** Provided passage follows **
Northeastern's elementary students have continued to receive in-person instruction. Middle school students resumed that mode this week, and high schoolers are set to return to hybrid learning next week.
Chazy Central Rural School fully resumed its hybrid model after the December break. Students are divided into Groups A and B, which alternate between in-person and remote instruction on a week-by-week basis.
Davey emphasized that each school's situation is different and that no "alignment" of response was considered.
"While the Clinton or Essex County Health Department may unilaterally close one or all schools under its jurisdiction, each school’s board of education and superintendent is best positioned to make the decision regarding their school’s mode of instruction."
CV-TEC and CVES Special Education resumed their hybrid and in-person models, respectively, for the week following the holiday break, Davey said.
"As happened across the state, there was an uptick in positive cases, and enough classes were quarantined that, as advised by the Clinton County Health Department, we (CVES) decided to move to remote instruction until Feb. 1."
Davey said he and other CVES staff members are in regular, often daily, communication, including virtual meetings, with both the Clinton and Essex county health departments as well as the superintendents of the 16 component school districts under the CVES umbrella. He also consults with the state Department of Health, the state Education Department and his fellow BOCES district superintendents.
Davey said he couldn't stress enough how valuable the knowledge and advice of local health departments has been, noting Kanoza's and Essex County Director of Public Health Linda Beers' nonstop work with CVES and component school districts since last March.
"The exceptional level of support we have received from them and their CCHD and ECHD staff has been critical in maintaining our instructional programs."
CVES and its component districts are working with the local health departments to assist and support vaccination planning, Davey said, noting that CVES had made its employees aware of their eligibility and where they may get vaccinated.
Asked about recently-discovered strains of the coronavirus found to be more contagious, Davey said schools were following protocols in place since March, including mask-wearing, hand-washing, social distancing, enhanced facility cleaning, screening of students and staff for symptoms, and swift action when a positive case is identified.
** End of Provided passage **
** Provided material follows **
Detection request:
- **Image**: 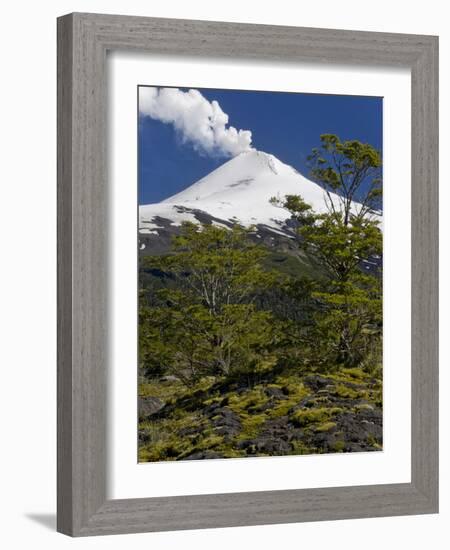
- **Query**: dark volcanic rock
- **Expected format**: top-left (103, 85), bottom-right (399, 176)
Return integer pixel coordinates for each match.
top-left (205, 404), bottom-right (242, 438)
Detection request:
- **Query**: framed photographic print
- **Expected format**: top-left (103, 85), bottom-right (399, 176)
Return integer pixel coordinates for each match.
top-left (58, 14), bottom-right (438, 536)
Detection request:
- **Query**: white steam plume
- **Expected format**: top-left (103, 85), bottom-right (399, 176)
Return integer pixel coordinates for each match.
top-left (139, 87), bottom-right (252, 157)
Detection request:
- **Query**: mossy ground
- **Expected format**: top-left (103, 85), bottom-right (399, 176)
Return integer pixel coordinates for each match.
top-left (139, 369), bottom-right (382, 462)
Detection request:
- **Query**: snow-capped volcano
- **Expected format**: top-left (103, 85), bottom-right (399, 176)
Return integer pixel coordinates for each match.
top-left (139, 149), bottom-right (356, 236)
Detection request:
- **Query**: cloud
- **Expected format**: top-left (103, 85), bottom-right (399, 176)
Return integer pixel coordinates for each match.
top-left (139, 87), bottom-right (252, 157)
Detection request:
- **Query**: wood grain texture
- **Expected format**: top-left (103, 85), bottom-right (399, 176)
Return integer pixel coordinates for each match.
top-left (58, 14), bottom-right (438, 536)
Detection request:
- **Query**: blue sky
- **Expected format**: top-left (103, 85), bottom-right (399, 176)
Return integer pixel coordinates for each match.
top-left (138, 88), bottom-right (382, 204)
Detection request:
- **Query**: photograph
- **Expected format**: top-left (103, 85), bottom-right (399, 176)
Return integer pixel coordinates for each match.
top-left (136, 84), bottom-right (383, 463)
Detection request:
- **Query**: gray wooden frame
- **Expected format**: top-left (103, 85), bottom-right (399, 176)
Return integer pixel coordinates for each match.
top-left (58, 13), bottom-right (438, 536)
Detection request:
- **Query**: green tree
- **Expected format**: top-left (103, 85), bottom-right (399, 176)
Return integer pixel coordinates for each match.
top-left (272, 134), bottom-right (382, 369)
top-left (140, 223), bottom-right (277, 383)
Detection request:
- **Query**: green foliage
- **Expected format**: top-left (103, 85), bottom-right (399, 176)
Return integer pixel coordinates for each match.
top-left (308, 134), bottom-right (382, 225)
top-left (273, 134), bottom-right (382, 371)
top-left (140, 224), bottom-right (278, 384)
top-left (139, 134), bottom-right (382, 461)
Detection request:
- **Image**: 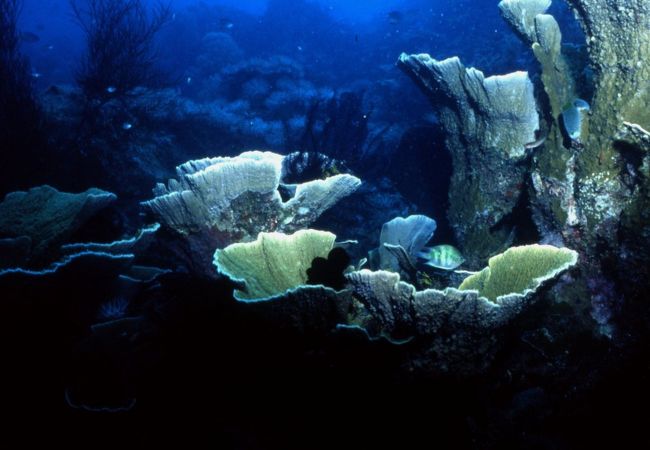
** End of Provided material **
**Goal of the exercise**
Write the next part of the article on school instruction during the pandemic, starting after its final sentence. The items have no connection to the article on school instruction during the pandemic.

**Response for this exercise**
"We plan to continue these measures for the foreseeable future."
REMOTE UNTIL MARCH
St. Regis and Tupper Lake Central School Districts are slated to continue with remote learning until March 1.
In a letter to the school community dated Jan. 20, St. Regis CSD Superintendent of Schools Tim Seymour said the decision was made to “to promote educational consistency, to recognize the increased danger of the virus in our community and to expedite efforts to vaccine our staff.”
He left open the possibility that in-person instruction could resume sooner if staff vaccination speeds up or the local COVID-19 positivity rate falls dramatically.
Tupper Lake CSD Superintendent Russ Bartlett posted a video to the district's website Wednesday in which he explained that the main factors considered were whether the small district would have adequate staff in the face of quarantine orders and how best to provide consistency to students.
"It's when we have to shift from in-person to remote, that disruption, they’re finding now, is probably one of the most harmful parts about all of his."
Bartlett posited that March 1 will see the district in a position where most of the employees set to be vaccinated will be vaccinated, and that may impact whether they have to be quarantined if they are exposed to the coronavirus.
"I feel like, when we come back on March 1, we’re here, we’re here for the long run, I don’t see a need to be out again."
He acknowledged how hard remote learning is, but again argued for consistency.
“It really is about what, I think, is the best thing that we can do educationally for the kids and long-term to get where we need to be to make this place happen five days a week,” he said, crossing his fingers, “I hope.”